• [WORK INSTRUCTIONS]
A) Reproduce the stretch of the forward-looking statements caution from "We caution readers" through "for any reason.".
B) According to the forward-looking statements caution, what three things about the business and its industry are the forward-looking statements based upon?

• [SOURCE EXCERPT]
^^^^^^^^^^^^^^^^

CAUTION REGARDING FORWARD-LOOKING STATEMENTS

 

Our prospects are subject to uncertainties and risks. In this Quarterly Report on Form 10-Q, we make forward-looking statements in this Item 2 and elsewhere that also involve substantial uncertainties and risks. These forward-looking statements are based upon our current expectations, estimates and projections about our business and our industry, and reflect our beliefs and assumptions based upon information available to us at the date of this report. In some cases, you can identify these statements by words such as “if,” “may,” “might,” “will, “should,” “expects,” “plans,” “anticipates,” “believes,” “estimates,” “predicts,” “potential,” “continue,” and other similar terms. These forward-looking statements include, among other things, projections of our future financial performance and our anticipated growth, descriptions of our strategies, our product and market development plans, and other objectives, expectations and intentions, the trends we anticipate in our business and the markets in which we operate, and the competitive nature and anticipated growth of those markets.

 

We caution readers that forward-looking statements are predictions based on our current expectations about future events. These forward-looking statements are not guarantees of future performance and are subject to risks, uncertainties and assumptions that are difficult to predict. Our actual results, performance or achievements could differ materially from those expressed or implied by the forward-looking statements as a result of a number of factors, including but not limited to the risks and uncertainties discussed in our other filings with the SEC or our sales results or changes in costs associated with ingredients for our products, manufacture of our products, distribution and sales. We undertake no obligation to revise or update any forward-looking statement for any reason.

^^^^^^^^^^^^^^^^

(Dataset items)
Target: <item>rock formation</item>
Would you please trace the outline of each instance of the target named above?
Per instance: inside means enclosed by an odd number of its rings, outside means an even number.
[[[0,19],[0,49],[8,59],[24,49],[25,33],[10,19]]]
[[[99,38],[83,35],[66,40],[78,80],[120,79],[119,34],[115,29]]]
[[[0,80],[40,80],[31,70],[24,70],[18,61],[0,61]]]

^^^^^^^^^^^^^^^^

• [EXPECTED RESPONSES]
A)
We caution readers that forward-looking statements are predictions based on our current expectations about future events. These forward-looking statements are not guarantees of future performance and are subject to risks, uncertainties and assumptions that are difficult to predict. Our actual results, performance or achievements could differ materially from those expressed or implied by the forward-looking statements as a result of a number of factors, including but not limited to the risks and uncertainties discussed in our other filings with the SEC or our sales results or changes in costs associated with ingredients for our products, manufacture of our products, distribution and sales. We undertake no obligation to revise or update any forward-looking statement for any reason.

B)
- current expectations
- estimates
- projections